Saved entries:
--- begin ---
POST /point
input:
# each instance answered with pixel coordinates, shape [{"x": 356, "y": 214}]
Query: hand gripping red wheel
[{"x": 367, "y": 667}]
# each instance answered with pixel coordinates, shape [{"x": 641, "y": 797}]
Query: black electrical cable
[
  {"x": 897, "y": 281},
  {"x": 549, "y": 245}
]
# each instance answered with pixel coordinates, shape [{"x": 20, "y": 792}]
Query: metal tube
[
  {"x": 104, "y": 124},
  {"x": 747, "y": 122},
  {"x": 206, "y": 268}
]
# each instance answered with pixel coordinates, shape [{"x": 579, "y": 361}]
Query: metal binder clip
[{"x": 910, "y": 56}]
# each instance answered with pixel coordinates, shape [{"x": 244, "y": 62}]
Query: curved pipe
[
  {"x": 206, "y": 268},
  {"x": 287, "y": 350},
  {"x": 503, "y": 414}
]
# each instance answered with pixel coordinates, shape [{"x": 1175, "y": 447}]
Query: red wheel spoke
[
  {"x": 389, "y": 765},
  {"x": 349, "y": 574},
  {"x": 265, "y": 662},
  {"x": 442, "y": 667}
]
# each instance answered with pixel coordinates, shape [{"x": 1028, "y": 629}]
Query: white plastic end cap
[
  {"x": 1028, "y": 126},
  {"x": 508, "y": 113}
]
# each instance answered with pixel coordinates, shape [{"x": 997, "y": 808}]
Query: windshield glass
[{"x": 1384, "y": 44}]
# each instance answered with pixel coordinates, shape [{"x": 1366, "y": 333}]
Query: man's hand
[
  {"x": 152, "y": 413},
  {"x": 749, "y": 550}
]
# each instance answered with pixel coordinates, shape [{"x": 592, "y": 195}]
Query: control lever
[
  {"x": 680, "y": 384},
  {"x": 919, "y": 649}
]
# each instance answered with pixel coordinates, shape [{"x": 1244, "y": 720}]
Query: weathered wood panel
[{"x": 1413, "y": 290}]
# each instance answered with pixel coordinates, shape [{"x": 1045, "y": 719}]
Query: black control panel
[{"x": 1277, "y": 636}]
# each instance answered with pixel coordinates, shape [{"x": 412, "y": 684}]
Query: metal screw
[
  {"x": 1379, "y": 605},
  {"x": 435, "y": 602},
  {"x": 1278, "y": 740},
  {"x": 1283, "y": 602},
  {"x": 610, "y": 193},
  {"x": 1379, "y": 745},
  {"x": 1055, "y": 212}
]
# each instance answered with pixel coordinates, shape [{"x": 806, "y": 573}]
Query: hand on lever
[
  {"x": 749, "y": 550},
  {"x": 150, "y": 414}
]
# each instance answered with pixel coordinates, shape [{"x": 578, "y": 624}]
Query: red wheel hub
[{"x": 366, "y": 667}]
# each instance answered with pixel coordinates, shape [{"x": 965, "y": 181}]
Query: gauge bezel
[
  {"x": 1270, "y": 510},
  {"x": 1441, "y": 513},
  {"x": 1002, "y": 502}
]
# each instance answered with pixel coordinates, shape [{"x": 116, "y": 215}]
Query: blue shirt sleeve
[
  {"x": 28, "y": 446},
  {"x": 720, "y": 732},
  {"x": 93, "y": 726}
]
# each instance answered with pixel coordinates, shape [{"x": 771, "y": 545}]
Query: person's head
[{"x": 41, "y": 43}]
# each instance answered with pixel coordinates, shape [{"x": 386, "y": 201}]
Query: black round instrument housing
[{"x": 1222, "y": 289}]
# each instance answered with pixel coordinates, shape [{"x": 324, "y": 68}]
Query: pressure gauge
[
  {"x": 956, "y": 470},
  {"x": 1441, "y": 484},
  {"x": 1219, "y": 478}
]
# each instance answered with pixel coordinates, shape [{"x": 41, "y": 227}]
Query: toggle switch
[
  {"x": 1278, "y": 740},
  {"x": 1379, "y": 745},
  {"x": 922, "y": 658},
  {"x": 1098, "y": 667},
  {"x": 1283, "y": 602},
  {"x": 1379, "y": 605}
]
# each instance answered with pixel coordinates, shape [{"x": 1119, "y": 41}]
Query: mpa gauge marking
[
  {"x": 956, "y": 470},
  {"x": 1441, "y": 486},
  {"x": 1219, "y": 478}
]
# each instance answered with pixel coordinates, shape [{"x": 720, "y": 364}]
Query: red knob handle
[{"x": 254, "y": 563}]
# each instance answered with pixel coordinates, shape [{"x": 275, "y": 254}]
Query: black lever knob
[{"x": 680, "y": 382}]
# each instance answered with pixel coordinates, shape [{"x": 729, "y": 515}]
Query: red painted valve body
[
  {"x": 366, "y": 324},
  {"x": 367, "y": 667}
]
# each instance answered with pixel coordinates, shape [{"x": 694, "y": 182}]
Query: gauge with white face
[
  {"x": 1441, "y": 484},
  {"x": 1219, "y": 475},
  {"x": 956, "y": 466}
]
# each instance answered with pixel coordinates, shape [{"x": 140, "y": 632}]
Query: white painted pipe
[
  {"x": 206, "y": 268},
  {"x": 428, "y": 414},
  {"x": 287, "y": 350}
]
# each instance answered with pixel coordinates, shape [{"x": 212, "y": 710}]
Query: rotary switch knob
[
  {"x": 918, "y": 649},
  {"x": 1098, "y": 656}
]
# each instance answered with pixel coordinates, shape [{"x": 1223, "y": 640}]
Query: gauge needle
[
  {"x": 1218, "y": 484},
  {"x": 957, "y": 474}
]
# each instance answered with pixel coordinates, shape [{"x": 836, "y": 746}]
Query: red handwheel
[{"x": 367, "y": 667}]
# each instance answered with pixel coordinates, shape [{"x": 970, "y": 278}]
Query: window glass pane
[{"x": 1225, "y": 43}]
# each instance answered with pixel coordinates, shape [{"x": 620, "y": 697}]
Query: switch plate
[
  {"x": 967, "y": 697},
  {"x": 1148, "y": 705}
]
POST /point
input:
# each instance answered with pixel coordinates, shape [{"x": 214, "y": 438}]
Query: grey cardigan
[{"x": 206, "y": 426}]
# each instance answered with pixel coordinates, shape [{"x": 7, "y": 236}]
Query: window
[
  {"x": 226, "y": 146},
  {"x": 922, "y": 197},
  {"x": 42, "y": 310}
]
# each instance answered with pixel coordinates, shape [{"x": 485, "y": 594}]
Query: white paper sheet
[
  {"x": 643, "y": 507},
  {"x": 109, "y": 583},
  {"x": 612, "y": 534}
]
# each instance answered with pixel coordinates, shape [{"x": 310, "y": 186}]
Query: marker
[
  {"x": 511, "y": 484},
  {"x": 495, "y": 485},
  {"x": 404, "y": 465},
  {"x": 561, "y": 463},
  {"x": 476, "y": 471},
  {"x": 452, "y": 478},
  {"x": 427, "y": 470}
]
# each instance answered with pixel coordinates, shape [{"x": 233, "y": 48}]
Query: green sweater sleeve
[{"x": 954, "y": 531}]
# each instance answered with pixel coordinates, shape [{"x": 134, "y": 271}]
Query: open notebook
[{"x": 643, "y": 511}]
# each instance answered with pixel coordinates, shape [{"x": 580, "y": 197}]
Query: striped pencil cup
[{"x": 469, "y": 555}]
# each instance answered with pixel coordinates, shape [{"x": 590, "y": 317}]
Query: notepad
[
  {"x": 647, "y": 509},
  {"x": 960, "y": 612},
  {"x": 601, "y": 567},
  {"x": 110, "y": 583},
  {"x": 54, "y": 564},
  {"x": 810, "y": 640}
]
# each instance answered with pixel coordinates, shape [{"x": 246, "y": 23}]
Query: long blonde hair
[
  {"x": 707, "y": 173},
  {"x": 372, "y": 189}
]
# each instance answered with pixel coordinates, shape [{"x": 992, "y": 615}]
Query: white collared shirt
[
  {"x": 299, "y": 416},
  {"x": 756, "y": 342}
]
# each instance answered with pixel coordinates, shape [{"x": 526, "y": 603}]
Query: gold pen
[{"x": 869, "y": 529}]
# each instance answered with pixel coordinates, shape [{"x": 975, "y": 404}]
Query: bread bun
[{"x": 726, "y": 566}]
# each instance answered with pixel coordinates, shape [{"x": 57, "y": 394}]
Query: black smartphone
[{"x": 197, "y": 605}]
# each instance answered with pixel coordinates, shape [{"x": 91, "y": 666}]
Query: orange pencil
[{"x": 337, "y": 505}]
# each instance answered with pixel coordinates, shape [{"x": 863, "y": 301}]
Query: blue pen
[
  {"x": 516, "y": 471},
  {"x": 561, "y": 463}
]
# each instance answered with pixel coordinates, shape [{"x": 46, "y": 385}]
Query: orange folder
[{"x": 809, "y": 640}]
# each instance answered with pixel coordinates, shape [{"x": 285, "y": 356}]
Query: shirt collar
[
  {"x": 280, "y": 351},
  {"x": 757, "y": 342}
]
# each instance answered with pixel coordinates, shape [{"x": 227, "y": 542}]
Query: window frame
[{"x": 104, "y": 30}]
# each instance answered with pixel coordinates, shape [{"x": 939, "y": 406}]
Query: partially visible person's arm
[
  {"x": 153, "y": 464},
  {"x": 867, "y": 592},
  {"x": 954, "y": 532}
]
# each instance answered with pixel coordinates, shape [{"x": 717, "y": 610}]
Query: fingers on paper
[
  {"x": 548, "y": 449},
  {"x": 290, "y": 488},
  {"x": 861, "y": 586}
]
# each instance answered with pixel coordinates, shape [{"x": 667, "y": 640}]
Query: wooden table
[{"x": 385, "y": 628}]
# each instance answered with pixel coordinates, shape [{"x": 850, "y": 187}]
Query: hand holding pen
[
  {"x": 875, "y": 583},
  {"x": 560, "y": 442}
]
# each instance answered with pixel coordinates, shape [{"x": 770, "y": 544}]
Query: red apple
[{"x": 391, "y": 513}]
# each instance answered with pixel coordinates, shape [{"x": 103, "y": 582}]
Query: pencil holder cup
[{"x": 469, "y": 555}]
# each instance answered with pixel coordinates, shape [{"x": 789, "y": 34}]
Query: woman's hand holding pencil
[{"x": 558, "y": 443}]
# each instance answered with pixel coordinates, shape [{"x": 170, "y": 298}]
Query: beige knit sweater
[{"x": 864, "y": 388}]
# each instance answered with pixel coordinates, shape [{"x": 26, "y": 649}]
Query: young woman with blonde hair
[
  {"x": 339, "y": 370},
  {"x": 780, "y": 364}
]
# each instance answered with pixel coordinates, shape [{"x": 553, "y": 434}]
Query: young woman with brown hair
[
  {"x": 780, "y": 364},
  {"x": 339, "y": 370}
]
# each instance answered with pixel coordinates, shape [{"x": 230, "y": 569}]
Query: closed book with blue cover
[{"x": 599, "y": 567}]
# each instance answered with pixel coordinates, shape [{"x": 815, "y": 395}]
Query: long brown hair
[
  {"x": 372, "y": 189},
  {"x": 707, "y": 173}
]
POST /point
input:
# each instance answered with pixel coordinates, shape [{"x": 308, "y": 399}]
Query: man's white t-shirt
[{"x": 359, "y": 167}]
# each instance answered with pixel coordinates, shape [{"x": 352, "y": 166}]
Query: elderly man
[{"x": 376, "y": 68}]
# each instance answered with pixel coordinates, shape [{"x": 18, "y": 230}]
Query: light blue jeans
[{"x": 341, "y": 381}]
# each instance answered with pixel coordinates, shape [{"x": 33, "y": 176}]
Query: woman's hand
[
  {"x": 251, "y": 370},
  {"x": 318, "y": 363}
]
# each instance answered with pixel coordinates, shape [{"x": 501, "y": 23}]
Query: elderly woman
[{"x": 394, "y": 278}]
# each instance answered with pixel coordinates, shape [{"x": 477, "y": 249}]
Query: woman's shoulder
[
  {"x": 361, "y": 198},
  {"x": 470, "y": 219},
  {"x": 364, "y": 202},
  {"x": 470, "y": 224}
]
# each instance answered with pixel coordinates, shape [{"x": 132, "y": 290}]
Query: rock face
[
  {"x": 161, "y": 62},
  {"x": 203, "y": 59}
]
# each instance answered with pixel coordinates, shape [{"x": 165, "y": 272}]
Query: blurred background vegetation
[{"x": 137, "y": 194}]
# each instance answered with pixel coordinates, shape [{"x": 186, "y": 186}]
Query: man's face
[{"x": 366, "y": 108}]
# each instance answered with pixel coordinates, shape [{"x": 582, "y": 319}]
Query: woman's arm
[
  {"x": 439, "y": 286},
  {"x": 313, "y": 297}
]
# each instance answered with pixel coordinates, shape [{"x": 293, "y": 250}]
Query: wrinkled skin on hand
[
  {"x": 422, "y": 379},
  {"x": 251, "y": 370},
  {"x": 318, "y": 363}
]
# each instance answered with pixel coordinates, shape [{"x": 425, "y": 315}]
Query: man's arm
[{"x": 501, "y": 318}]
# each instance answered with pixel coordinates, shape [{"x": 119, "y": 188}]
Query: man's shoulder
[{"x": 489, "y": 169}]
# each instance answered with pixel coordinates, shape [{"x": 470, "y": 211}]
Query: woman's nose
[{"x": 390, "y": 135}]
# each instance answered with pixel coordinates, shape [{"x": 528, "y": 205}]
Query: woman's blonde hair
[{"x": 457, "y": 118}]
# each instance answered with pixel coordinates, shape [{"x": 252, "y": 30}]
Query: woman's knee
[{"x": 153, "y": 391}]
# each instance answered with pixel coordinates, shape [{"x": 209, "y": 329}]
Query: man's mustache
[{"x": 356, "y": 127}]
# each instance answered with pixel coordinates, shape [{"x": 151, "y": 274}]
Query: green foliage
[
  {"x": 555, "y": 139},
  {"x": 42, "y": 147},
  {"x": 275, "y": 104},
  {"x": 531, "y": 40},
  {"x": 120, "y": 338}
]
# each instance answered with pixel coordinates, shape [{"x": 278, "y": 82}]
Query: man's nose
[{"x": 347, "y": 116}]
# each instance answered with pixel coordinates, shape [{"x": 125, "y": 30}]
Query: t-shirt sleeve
--- end ---
◆ TO DO
List every line of the listing above that contains the string "shoulder", copying each line in full. Case counts.

◆ SOLUTION FOR THIS TASK
Query: woman's shoulder
Query: man's shoulder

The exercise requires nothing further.